====== DATA IN THIS EXERCISE ======

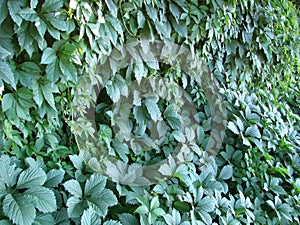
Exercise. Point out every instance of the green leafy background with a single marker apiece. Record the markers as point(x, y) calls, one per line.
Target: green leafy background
point(251, 47)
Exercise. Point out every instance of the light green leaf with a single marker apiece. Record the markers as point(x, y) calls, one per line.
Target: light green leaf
point(142, 210)
point(233, 127)
point(29, 14)
point(56, 21)
point(128, 219)
point(43, 199)
point(7, 102)
point(141, 19)
point(89, 217)
point(68, 70)
point(48, 91)
point(253, 131)
point(31, 177)
point(112, 222)
point(75, 207)
point(112, 91)
point(152, 108)
point(101, 201)
point(54, 178)
point(73, 187)
point(94, 185)
point(14, 8)
point(154, 203)
point(52, 5)
point(207, 204)
point(45, 219)
point(48, 56)
point(4, 11)
point(226, 172)
point(112, 7)
point(9, 173)
point(4, 53)
point(19, 209)
point(53, 71)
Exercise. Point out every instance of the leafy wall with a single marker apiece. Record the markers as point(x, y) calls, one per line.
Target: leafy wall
point(251, 47)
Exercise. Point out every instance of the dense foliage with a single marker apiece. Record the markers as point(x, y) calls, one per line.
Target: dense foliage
point(251, 47)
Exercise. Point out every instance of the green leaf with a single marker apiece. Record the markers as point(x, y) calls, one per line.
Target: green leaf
point(14, 8)
point(154, 203)
point(45, 219)
point(75, 207)
point(152, 108)
point(31, 177)
point(94, 185)
point(233, 127)
point(89, 217)
point(112, 91)
point(7, 102)
point(56, 21)
point(141, 19)
point(9, 173)
point(226, 172)
point(4, 53)
point(4, 12)
point(5, 222)
point(6, 75)
point(142, 210)
point(48, 56)
point(54, 178)
point(101, 201)
point(253, 131)
point(48, 91)
point(128, 219)
point(53, 71)
point(207, 204)
point(172, 117)
point(73, 187)
point(112, 222)
point(182, 206)
point(164, 29)
point(52, 5)
point(43, 199)
point(112, 7)
point(68, 70)
point(19, 209)
point(29, 14)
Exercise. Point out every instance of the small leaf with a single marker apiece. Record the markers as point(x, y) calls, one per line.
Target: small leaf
point(182, 206)
point(43, 199)
point(48, 56)
point(19, 209)
point(128, 219)
point(226, 172)
point(6, 75)
point(112, 7)
point(89, 217)
point(94, 185)
point(253, 131)
point(233, 127)
point(75, 207)
point(112, 222)
point(31, 177)
point(142, 210)
point(73, 187)
point(152, 108)
point(54, 178)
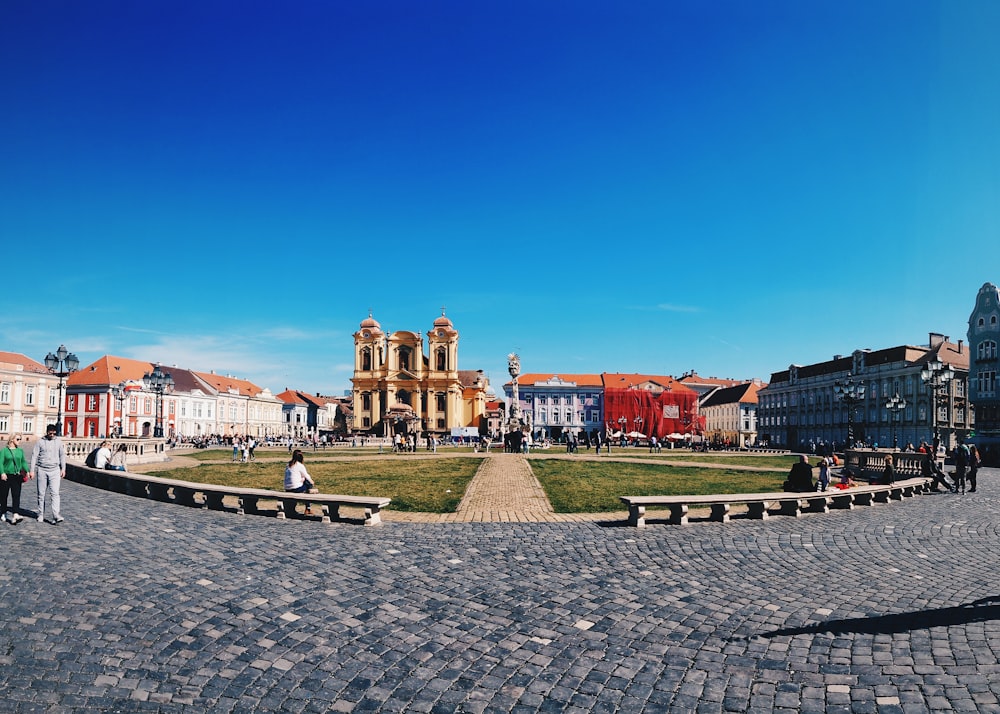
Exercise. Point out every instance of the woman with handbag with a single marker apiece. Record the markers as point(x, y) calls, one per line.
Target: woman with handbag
point(297, 479)
point(13, 472)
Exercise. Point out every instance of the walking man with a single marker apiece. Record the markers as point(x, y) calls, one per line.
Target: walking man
point(49, 465)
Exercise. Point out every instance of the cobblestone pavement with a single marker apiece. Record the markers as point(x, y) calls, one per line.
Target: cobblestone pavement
point(135, 605)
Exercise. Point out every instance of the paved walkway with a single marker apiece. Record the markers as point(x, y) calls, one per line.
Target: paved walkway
point(136, 605)
point(504, 490)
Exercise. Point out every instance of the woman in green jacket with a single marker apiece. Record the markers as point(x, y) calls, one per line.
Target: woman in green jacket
point(13, 470)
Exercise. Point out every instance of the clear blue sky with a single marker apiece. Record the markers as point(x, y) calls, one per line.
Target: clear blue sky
point(730, 187)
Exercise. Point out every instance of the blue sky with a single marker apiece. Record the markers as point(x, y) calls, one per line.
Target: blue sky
point(652, 187)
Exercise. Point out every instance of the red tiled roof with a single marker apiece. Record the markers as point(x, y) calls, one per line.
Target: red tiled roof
point(225, 384)
point(29, 365)
point(582, 380)
point(695, 378)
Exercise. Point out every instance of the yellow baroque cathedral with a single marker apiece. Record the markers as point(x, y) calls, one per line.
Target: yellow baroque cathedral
point(398, 388)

======

#### [GIVEN PROBLEM]
Copy out every item above word for word, with the pictures left out.

#### [FINAL ANSWER]
Exercise. Point out every instance of the green leafy background with a single marker apiece. Record the markers as point(x, y) calls, one per line.
Target: green leafy background
point(251, 47)
Exercise. Point out every instance of the light green leaf with a single marker apiece. Record the markers as point(x, y) calls, one per line.
Target: light green leaf
point(142, 210)
point(233, 127)
point(29, 14)
point(56, 21)
point(128, 219)
point(43, 199)
point(7, 102)
point(141, 19)
point(89, 217)
point(68, 70)
point(48, 91)
point(253, 131)
point(31, 177)
point(112, 222)
point(75, 207)
point(112, 91)
point(152, 108)
point(101, 201)
point(54, 178)
point(73, 187)
point(94, 185)
point(14, 8)
point(154, 203)
point(52, 5)
point(207, 204)
point(45, 219)
point(48, 56)
point(4, 11)
point(226, 172)
point(112, 7)
point(9, 173)
point(4, 53)
point(19, 209)
point(53, 71)
Exercise. Point out every instance of the leafy wall with a single marker apiece. Record the markers as point(x, y) calls, one per line.
Target: leafy wall
point(251, 47)
Exercise. Point out every instance of the dense foliage with a single marker apiece. Record the markers as point(x, y) calls, one per line.
Target: dense foliage
point(251, 47)
Exercise. Point out every instance of the green leaf with a single marker apiece. Record the markers as point(x, y) calls, one per line.
Target: green leaf
point(14, 8)
point(154, 203)
point(45, 219)
point(75, 207)
point(152, 108)
point(31, 177)
point(94, 185)
point(233, 127)
point(89, 217)
point(112, 91)
point(7, 102)
point(56, 21)
point(141, 19)
point(9, 173)
point(226, 172)
point(4, 53)
point(4, 12)
point(5, 222)
point(6, 75)
point(142, 210)
point(48, 56)
point(54, 178)
point(101, 201)
point(253, 131)
point(48, 91)
point(128, 219)
point(53, 71)
point(207, 204)
point(172, 117)
point(73, 187)
point(112, 222)
point(182, 206)
point(164, 29)
point(52, 5)
point(43, 199)
point(112, 7)
point(68, 70)
point(19, 209)
point(29, 14)
Exercise. Point out every instance of the small leaf with a single marker apiece. Record the markers as point(x, y) calls, one per line.
Target: small leaf
point(182, 206)
point(43, 199)
point(48, 56)
point(19, 209)
point(128, 219)
point(226, 172)
point(6, 75)
point(112, 7)
point(89, 217)
point(94, 185)
point(253, 131)
point(233, 127)
point(75, 207)
point(112, 222)
point(31, 177)
point(142, 210)
point(73, 187)
point(152, 108)
point(54, 178)
Exercise. Point out every instance of the woman with handbag with a single marker apiece. Record the markers as point(x, y) calls, one per line.
Target: woman with handbag
point(297, 479)
point(13, 472)
Exercise. Point out every instance of the walking man with a single marker apiece. Record the markers as point(x, y) calls, one per line.
Target: walking man
point(49, 465)
Exercise. Point out every instance of the cobblestone pavement with a single marker apiece. Record the markers as point(x, y) calls, one per line.
Target: cobblestone pavement
point(135, 605)
Exercise. Point out every instance of the paved walkway with a single marker apiece. Record the markers as point(x, y) calls, one per line.
Target: paved walkway
point(136, 605)
point(504, 490)
Exercise. Point out every instance of the woman in green jacket with a single marker apiece. Record the markers as point(x, y) calls, one per line.
Target: woman in green jacket
point(13, 470)
Exercise. Point out every instance of the clear blue sky with a single marker apiece. Record the markers as point(x, y) calls, one per line.
Target: clear blue sky
point(730, 187)
Exercise. Point out every instance of the blue sky with a single marker apiece. Record the markers as point(x, y) calls, one per line.
Target: blue sky
point(652, 187)
Exercise. Point out every instance of the red tiled roof with a single marker apiece. Record the markers as point(x, y) calls, one per line.
Target: red tiled roof
point(225, 384)
point(29, 365)
point(582, 380)
point(695, 378)
Exercise. Point out every instance of the yellow baroque cathedral with a single marker apiece. Record the markers as point(x, y) calls, one per line.
Target: yellow baroque cathedral
point(398, 388)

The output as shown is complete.